**Exercise materials**
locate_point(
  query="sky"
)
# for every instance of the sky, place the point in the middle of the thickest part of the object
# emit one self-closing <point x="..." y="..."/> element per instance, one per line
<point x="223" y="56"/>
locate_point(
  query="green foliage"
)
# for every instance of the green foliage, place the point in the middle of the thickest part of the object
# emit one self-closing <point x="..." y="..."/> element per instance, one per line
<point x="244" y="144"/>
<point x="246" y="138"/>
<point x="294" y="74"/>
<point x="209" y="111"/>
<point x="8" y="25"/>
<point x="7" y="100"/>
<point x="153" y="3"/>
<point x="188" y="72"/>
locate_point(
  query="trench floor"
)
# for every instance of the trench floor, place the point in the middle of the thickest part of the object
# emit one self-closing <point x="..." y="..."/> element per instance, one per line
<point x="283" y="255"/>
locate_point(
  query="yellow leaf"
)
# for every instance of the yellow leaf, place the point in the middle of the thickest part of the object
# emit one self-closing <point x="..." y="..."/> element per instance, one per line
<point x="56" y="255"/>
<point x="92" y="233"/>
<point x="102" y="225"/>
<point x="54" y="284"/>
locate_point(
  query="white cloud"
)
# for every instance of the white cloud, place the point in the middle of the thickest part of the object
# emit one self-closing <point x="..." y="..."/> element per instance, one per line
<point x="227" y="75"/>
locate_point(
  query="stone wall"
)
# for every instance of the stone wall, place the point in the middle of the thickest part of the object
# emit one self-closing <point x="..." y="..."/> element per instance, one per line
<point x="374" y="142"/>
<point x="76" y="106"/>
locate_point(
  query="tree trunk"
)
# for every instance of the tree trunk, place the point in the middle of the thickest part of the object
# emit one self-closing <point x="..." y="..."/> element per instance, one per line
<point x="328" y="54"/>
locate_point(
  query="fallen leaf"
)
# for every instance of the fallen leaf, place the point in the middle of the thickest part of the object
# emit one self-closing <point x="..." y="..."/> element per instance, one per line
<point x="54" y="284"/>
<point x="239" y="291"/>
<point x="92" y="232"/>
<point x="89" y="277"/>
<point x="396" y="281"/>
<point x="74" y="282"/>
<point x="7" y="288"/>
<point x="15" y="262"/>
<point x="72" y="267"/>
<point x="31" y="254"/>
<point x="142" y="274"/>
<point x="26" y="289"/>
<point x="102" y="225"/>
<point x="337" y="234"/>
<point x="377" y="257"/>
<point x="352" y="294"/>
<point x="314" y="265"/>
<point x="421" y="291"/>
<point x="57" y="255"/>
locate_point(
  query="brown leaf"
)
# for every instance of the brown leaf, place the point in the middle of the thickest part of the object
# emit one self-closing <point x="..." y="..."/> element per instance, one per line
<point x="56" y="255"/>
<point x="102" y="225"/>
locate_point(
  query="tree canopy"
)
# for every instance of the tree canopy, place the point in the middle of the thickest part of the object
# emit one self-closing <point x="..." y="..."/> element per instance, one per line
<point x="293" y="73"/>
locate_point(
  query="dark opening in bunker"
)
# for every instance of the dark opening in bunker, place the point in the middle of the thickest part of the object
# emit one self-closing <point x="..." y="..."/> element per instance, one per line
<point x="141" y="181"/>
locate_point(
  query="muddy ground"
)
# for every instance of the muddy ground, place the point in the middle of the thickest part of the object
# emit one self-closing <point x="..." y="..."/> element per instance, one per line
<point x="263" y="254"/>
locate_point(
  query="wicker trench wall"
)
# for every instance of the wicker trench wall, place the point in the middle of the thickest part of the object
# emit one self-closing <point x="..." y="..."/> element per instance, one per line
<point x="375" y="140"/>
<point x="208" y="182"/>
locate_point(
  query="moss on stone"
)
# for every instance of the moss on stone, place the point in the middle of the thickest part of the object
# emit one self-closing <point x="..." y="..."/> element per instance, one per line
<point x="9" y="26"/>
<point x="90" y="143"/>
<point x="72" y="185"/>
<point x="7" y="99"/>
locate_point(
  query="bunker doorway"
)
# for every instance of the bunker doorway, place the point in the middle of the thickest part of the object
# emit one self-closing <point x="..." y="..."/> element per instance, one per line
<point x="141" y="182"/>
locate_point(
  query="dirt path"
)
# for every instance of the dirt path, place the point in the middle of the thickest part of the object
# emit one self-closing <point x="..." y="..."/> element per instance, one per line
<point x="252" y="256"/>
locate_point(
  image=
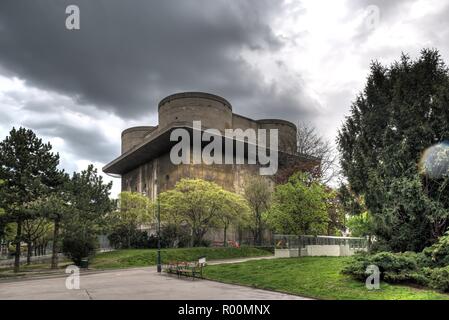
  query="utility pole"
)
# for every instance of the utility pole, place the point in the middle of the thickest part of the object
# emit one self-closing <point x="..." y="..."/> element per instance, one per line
<point x="159" y="266"/>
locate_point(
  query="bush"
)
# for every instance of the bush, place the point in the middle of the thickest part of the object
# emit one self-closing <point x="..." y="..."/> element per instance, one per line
<point x="438" y="278"/>
<point x="174" y="236"/>
<point x="77" y="248"/>
<point x="138" y="239"/>
<point x="394" y="267"/>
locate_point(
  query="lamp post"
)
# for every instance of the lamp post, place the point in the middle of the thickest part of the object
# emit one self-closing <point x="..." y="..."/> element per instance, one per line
<point x="159" y="266"/>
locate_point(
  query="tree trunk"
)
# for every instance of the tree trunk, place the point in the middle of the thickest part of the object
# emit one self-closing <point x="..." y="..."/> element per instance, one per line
<point x="54" y="254"/>
<point x="29" y="252"/>
<point x="18" y="241"/>
<point x="224" y="236"/>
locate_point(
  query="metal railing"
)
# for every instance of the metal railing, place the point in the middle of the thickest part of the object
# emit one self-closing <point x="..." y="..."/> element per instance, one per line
<point x="295" y="242"/>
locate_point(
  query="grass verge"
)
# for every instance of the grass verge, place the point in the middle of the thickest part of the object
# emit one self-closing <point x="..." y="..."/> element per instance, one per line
<point x="145" y="257"/>
<point x="316" y="277"/>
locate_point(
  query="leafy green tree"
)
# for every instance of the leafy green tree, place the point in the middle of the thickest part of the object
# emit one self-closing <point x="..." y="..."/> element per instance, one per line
<point x="335" y="213"/>
<point x="401" y="113"/>
<point x="198" y="204"/>
<point x="134" y="210"/>
<point x="55" y="208"/>
<point x="235" y="212"/>
<point x="360" y="225"/>
<point x="299" y="207"/>
<point x="89" y="206"/>
<point x="29" y="170"/>
<point x="33" y="230"/>
<point x="257" y="192"/>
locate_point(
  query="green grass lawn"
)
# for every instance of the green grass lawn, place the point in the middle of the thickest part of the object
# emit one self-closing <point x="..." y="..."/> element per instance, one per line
<point x="145" y="257"/>
<point x="316" y="277"/>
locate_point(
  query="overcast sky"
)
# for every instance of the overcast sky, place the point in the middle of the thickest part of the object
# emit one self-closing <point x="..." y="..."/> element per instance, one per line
<point x="296" y="60"/>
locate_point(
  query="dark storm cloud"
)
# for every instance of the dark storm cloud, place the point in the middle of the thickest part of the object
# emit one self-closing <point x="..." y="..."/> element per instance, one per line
<point x="80" y="140"/>
<point x="130" y="54"/>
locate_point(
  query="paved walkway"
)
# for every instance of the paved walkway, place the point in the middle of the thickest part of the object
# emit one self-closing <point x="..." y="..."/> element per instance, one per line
<point x="139" y="283"/>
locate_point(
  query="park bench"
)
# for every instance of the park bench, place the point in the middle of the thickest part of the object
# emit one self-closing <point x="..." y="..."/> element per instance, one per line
<point x="188" y="269"/>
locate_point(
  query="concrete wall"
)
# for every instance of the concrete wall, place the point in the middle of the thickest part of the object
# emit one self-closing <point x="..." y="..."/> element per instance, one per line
<point x="286" y="133"/>
<point x="213" y="111"/>
<point x="131" y="137"/>
<point x="319" y="250"/>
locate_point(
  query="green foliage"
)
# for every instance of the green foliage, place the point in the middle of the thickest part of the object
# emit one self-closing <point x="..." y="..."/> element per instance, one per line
<point x="299" y="207"/>
<point x="257" y="192"/>
<point x="437" y="255"/>
<point x="29" y="170"/>
<point x="360" y="225"/>
<point x="89" y="206"/>
<point x="394" y="267"/>
<point x="146" y="257"/>
<point x="199" y="204"/>
<point x="401" y="113"/>
<point x="134" y="211"/>
<point x="79" y="246"/>
<point x="315" y="277"/>
<point x="428" y="268"/>
<point x="438" y="278"/>
<point x="175" y="236"/>
<point x="136" y="239"/>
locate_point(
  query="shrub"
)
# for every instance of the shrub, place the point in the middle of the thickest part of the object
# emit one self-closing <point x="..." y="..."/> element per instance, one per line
<point x="394" y="267"/>
<point x="136" y="239"/>
<point x="175" y="236"/>
<point x="438" y="278"/>
<point x="78" y="248"/>
<point x="437" y="255"/>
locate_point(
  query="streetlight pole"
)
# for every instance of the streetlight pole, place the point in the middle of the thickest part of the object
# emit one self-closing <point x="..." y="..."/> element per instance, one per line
<point x="159" y="266"/>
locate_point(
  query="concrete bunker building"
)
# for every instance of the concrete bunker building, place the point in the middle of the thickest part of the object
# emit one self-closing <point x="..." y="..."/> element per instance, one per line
<point x="145" y="166"/>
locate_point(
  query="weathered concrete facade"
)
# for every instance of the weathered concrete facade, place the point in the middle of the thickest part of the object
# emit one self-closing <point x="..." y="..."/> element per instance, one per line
<point x="145" y="165"/>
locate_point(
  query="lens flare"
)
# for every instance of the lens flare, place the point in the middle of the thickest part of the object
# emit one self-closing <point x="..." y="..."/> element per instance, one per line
<point x="434" y="162"/>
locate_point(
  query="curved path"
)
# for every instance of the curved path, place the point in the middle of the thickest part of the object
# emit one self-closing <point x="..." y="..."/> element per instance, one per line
<point x="138" y="283"/>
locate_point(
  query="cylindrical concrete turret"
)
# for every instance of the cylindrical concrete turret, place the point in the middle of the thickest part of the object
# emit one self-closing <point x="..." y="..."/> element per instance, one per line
<point x="131" y="137"/>
<point x="287" y="133"/>
<point x="184" y="108"/>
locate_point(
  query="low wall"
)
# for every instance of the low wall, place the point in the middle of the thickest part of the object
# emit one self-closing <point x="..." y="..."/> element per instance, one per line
<point x="286" y="253"/>
<point x="317" y="250"/>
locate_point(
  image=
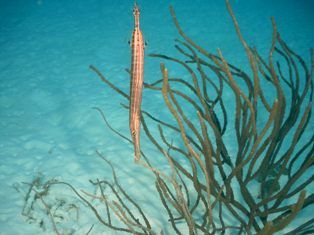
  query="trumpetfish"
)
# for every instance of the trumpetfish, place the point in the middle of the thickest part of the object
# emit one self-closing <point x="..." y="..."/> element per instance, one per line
<point x="136" y="84"/>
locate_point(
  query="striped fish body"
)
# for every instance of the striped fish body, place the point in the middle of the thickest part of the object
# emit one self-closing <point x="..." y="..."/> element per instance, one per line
<point x="136" y="86"/>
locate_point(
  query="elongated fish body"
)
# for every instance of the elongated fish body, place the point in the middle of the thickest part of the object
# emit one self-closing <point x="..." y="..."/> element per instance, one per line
<point x="136" y="86"/>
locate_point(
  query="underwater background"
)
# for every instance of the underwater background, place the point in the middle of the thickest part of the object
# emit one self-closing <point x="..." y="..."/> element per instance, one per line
<point x="48" y="126"/>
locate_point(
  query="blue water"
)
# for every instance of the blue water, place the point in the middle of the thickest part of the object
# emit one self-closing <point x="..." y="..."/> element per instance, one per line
<point x="47" y="91"/>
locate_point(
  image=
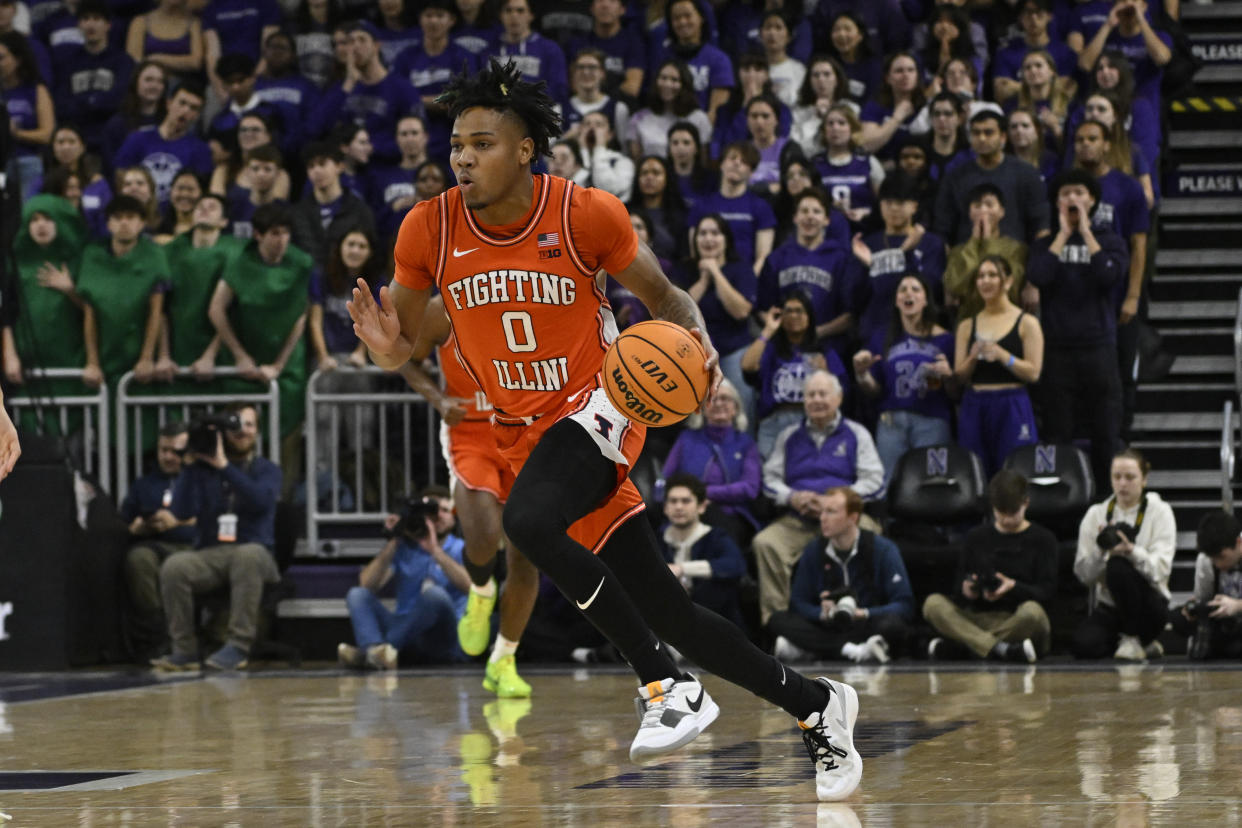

**Task to carry out**
Please count the lines in the listing above that contain the string "utility" and reply with only that number.

**In response**
2